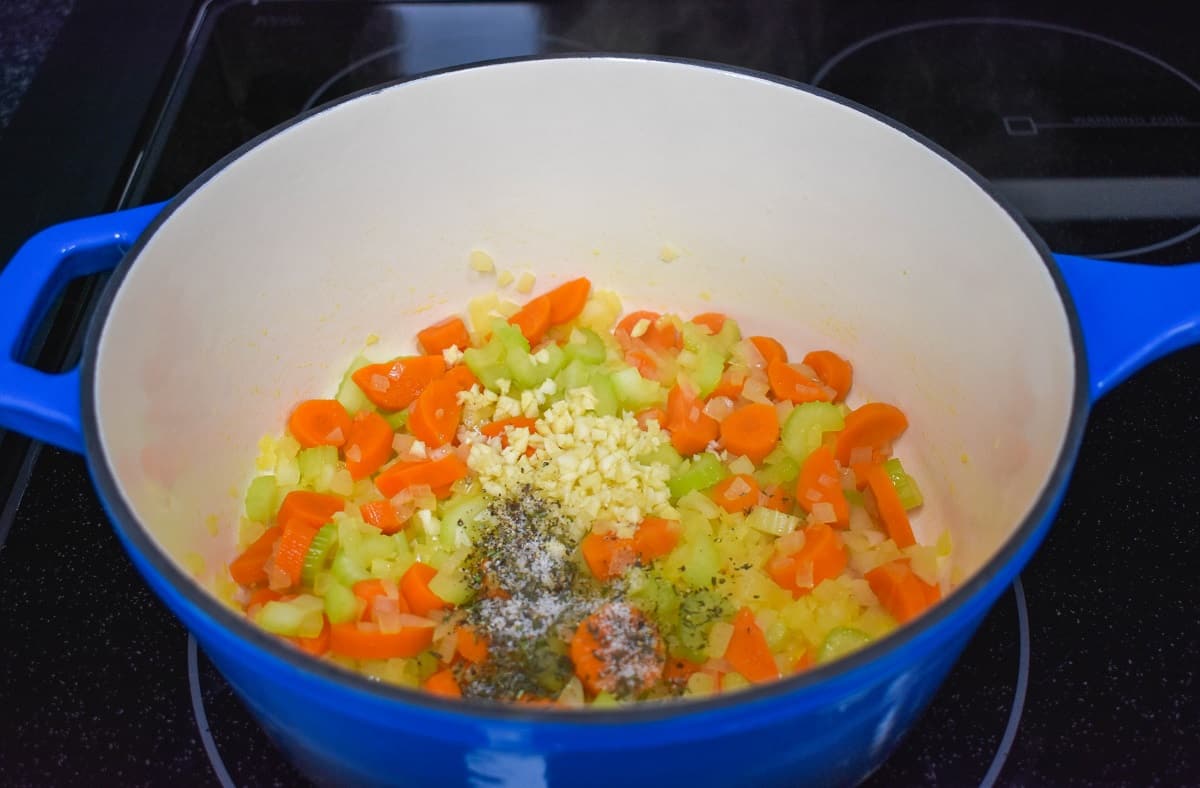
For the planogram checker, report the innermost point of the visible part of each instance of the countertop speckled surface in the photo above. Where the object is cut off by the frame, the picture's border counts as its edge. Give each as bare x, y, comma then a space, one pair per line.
27, 31
96, 675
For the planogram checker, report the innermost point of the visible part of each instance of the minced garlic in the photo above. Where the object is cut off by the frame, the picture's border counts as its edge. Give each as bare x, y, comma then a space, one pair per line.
586, 462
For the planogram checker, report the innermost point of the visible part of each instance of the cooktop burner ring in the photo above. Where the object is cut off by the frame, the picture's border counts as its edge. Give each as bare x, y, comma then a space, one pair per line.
1155, 241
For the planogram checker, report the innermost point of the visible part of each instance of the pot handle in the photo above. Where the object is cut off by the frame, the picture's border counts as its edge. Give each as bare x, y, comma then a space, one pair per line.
1131, 313
40, 404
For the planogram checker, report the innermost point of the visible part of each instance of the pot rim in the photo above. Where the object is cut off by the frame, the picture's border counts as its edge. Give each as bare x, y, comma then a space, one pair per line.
987, 581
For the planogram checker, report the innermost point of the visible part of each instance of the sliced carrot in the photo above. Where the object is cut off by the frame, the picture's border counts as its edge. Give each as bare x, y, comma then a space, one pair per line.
533, 319
652, 414
771, 350
712, 320
382, 515
731, 384
395, 384
600, 650
834, 371
777, 497
414, 585
294, 543
438, 474
436, 414
319, 422
309, 507
873, 427
439, 336
461, 377
316, 645
363, 641
751, 431
900, 591
822, 558
250, 567
607, 555
471, 644
654, 537
660, 335
887, 503
748, 651
678, 671
444, 684
737, 493
568, 300
691, 428
789, 383
821, 483
369, 444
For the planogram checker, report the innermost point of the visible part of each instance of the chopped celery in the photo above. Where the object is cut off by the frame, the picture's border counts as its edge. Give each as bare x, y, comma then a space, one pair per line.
906, 486
840, 642
574, 376
347, 570
317, 465
779, 473
303, 617
261, 499
509, 336
702, 561
805, 427
341, 603
463, 510
665, 455
487, 364
348, 392
450, 582
706, 371
700, 473
606, 395
426, 665
585, 346
634, 391
768, 521
377, 546
697, 612
604, 699
319, 551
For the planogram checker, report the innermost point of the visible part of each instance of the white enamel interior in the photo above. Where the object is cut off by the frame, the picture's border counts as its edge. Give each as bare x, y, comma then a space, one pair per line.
796, 215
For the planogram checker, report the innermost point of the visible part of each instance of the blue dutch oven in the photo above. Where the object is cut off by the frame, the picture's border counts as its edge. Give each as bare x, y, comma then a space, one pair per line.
804, 216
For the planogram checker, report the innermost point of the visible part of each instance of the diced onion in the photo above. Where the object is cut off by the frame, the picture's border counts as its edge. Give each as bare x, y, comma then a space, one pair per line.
790, 543
719, 408
755, 390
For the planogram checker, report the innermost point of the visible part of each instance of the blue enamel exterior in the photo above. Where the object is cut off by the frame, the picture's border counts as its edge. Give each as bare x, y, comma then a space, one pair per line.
1132, 314
831, 726
36, 403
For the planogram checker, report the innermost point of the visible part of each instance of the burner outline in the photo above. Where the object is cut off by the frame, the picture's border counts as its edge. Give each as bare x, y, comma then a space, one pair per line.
1027, 126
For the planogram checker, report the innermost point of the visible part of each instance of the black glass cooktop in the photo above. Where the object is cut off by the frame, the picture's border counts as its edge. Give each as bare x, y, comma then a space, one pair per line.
1089, 122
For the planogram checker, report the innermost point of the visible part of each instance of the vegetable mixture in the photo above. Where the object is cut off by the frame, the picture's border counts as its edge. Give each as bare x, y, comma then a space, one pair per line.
552, 505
_ _ _ _
WORK REQUIRED.
Copy out every one of the records above word for word, omitting the pictures.

WRITTEN RESPONSE.
For the planogram checker, report the innermost point of the visible part of each instance of the countertop speckled surface in the photo above. Where the object is cut off by the frame, the picture's border counts as its edge. Give each as bare x, y, comma then a space, one pair per line.
27, 31
96, 675
For the planogram checker, report the innermost point of the visible part of each instance of the minced garlic in the photo above. Where the object is cut off by the frame, the picture's border counts as its edge. Give each as bare x, y, comma then a space, one pair per line.
586, 462
For the planogram checker, report the innermost point of the visible part of each instance of the cooktop burner ring in the photo above. Where the object is cut off by the frame, the picture's border counts as its edge. Give each as bare x, y, comma then a space, one pair per line.
1155, 241
For the planogram checker, report the innermost point of the visible part of each instance of the pot handle in the photo above. Where the object is cut off by the frame, the picture's border counts as its edge. Give each as bare x, y, comma then a space, one pair per line.
1131, 313
40, 404
For the planogram checker, report the innermost point of the visible part of each instance of the pot rim in the photo above. Where the object is cut off by the frame, the picture's border counts as its edge. Give each as bare x, y, comma then a space, one pair per line.
987, 581
For the planogram checker, report the innermost point of the visible part of each instance of the sliced carrot in the photo above. Where the object is cut off by the frame, the picture's border counts as its edge. Give each as bare x, y, comma then a space, one pair per line.
533, 319
652, 414
771, 350
712, 320
382, 515
731, 384
395, 384
600, 650
834, 371
777, 497
414, 585
294, 543
438, 474
436, 414
319, 422
309, 507
873, 427
439, 336
461, 377
316, 645
363, 641
751, 431
900, 591
822, 558
250, 567
607, 555
471, 644
654, 537
660, 335
887, 503
748, 651
678, 671
444, 684
737, 493
568, 300
691, 428
789, 383
821, 483
369, 444
For the planogram checker, report the innermost point of the visible part of each instance of the chopped celery in the photo above. Where the object is cut off by the frame, the picture's border counts as its edge. Give each as bare x, y, comma then a space, one pair per line.
906, 486
840, 642
574, 376
347, 570
317, 465
779, 473
303, 617
261, 499
509, 336
702, 561
805, 427
341, 603
463, 510
665, 455
487, 364
348, 392
450, 582
706, 371
700, 473
606, 395
426, 665
585, 346
634, 391
768, 521
377, 546
697, 612
604, 699
319, 551
For the planogram checker, report the innermost point of the visible part of each instance of the white enamel interior in the photo above. Where the object is cut off by the frame, the picture's border counts as its edge. Give each as bare x, y, comma then a space, one pair per line.
796, 215
For the planogram checker, report the innermost point of the visible part of each instance of the blue dutch oven in the photo above. Where the object is cut off by the frame, the picture's border counts as its edge. Give each as bare x, y, comma then a space, one pair per line.
804, 216
For the planogram checker, report the innermost point of the visible part of each instance of the diced onion in the photo above. Where the object is cut off by the frame, the picture's border counts as its edge. Give each as bare x, y, comma then a space, one pair per line.
790, 543
719, 408
755, 390
For the planogram checker, report the innermost point of the visible part of each instance of the blue enamel exterior in the photo above. Where the object is cut off by the frame, the picture's border counts as its edge. Give each as bare x, y, comma then a space, one pair per line.
1132, 314
831, 726
36, 403
For the planogram checker, report the innermost point of the visible part of each instance of the burner outline in the photo above. Where the object is cut off by the frame, the picture's border counts as its edge. Give each as bare x, y, comma then a space, one pair per line.
1027, 126
For the planogram checker, report the innermost point of the visible part of each instance of the black glass cooktop in the photo above. Where the object is cut off by the frame, the picture's border counts as its edge. Give each as bare x, y, comma then a space, one pair per line.
1089, 122
For the planogram checker, report the innermost point of the visible part of each instance of the vegetable mixture in the photo above. Where the object is cut off by the frame, the picture's border counts as its edge. Give each as bare x, y, comma then a space, one pair per line.
552, 505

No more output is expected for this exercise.